**Request**
Count how many lines in the items below contain the word "sample", and reply with that number alone.

**Entries provided**
== == ==

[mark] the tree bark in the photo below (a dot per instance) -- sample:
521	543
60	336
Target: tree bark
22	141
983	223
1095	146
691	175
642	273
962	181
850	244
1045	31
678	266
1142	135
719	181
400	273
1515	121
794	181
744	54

== == ==

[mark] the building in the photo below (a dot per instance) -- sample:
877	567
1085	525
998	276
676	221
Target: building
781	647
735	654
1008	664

== == ==

**Result below**
2